> AUFGABEN
1 – Schreibe aus dem Text über den Roman „Der Atem einer anderen Welt“ den Abschnitt zwischen „Viele von uns“ und „die Normalität befriedigt.“ einschließlich wortgetreu ab.
2 – Führe den Text über den Roman „Der Atem einer anderen Welt“ im Anschluss an seinen letzten Satz weiter.

> TEXTAUSZUG
○ ○ ○

Viele von uns kennen und lieben sie: die Geschichten von Kindern, die über einen magischen Spiegel oder seltsamen Kleiderschrank in eine verrückte Welt geraten und das Abenteuer ihres Lebens erleben. Doch enden diese meisten an der Stelle, an der das weltenreisende Kind wieder zu Hause ankommt. Was mit ihm danach geschieht, ist für uns nicht mehr von Interesse. Unsere Neugier wurde mit dem bestandenen Abenteuer und der Rückkehr in die Normalität befriedigt.

„Der Atem einer anderen Welt“ von Seanan McGuire legt den Finger genau auf diese Wunde. Denn Kinder, die die Grenzen unserer Realität überschritten haben, sind verändert. Ihre Abenteuer haben sie gezeichnet. Sie können nicht mehr zurück zu dem Leben, das sie einmal geführt haben. Sie sind nicht mehr kompatibel mit dieser Welt und ihrer Gesellschaft. Eine Chance erhalten sie in Miss Eleanor Wests Haus für Kinder auf Abwegen, wo sie frei von den Erwartungen ihrer Familien leben und heilen können. Das Ziel fast jeden Kindes hier ist es aber, endlich die magische Tür in die andere Welt, in sein wahres Zuhause, wiederzufinden.

○ ○ ○

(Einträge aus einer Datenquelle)
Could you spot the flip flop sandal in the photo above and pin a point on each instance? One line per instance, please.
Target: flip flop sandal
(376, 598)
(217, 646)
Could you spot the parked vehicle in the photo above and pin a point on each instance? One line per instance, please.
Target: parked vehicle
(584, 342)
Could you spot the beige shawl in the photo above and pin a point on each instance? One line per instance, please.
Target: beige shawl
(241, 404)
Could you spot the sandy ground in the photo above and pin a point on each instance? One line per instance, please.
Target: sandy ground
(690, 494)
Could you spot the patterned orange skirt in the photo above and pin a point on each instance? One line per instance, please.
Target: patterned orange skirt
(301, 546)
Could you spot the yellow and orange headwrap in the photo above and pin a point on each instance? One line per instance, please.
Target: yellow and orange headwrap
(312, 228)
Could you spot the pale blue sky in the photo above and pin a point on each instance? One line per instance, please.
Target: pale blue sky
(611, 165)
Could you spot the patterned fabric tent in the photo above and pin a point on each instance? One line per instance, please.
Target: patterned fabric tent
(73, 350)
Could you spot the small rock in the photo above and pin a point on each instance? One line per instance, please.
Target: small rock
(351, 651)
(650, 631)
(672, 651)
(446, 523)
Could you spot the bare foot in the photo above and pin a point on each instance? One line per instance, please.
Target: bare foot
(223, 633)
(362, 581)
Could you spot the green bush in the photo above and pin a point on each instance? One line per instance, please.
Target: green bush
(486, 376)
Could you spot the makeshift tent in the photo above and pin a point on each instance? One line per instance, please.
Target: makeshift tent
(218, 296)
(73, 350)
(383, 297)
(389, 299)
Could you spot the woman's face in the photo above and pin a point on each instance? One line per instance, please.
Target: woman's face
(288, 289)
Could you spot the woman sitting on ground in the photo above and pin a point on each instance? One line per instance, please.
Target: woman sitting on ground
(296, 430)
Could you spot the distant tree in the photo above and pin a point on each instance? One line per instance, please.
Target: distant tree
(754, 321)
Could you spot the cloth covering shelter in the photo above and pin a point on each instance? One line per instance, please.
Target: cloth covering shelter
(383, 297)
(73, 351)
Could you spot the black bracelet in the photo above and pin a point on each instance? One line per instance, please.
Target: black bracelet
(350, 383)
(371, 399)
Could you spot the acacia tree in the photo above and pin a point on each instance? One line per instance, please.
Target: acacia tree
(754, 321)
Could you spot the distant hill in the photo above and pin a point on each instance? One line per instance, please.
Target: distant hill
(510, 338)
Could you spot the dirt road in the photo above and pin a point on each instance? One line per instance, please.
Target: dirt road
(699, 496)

○ ○ ○

> LÖSUNGEN
1 –
Viele von uns kennen und lieben sie: die Geschichten von Kindern, die über einen magischen Spiegel oder seltsamen Kleiderschrank in eine verrückte Welt geraten und das Abenteuer ihres Lebens erleben. Doch enden diese meisten an der Stelle, an der das weltenreisende Kind wieder zu Hause ankommt. Was mit ihm danach geschieht, ist für uns nicht mehr von Interesse. Unsere Neugier wurde mit dem bestandenen Abenteuer und der Rückkehr in die Normalität befriedigt.

2 –
Diese gebrannten Wunderkinder können für ihre Familien schwer zu verstehen sein. Für Menschen, die selbst nie durch eine Tür gegangen sind, klingen sie wie Schwindler. Wie Träumer. Man begegnet ihnen mit Mitleid oder hält sie schlicht für krank.

S.315

Drei Geschichten sind in diesem Buch zusammengefasst, die locker miteinander verbunden sind. In der ersten begleiten wir Nancy, die gerade aus einer Unterwelt zurückgekehrt ist und mit der schrillen, bunten und schnellen Realität gar nichts mehr anfangen kann. Gemeinsam mit ihr erkunden wir die neue Umgebung und die anderen Schüler. Allerdings werden die ersten Tage hier  schnell von einem Mord überschattet, der alle in Angst und Schrecken versetzt.

Die zweite Geschichte berichtet vom Abenteuer von Jack und Jill, die schon in der ersten Geschichte eine wichtige Rolle gespielt haben. Ihr Weg führt von ihrer Geburt über ihr Abenteuer in einer grausamen, blutigen Welt bis zur Rückkehr in unsere Welt. Es ist eine emotionale, tragische Geschichte, eine von denen, bei der man schon am Anfang weiß, dass viel Dunkelheit in der Zukunft liegt. Leider fühlt sich die Autorin aber wohl etwas zu oft dazu bemüßigt, den erhobenen Zeigefinger zu schwingen. Das fällt in allen Geschichten auf, hier übertreibt sie mit ihren Belehrungen aber zuweilen.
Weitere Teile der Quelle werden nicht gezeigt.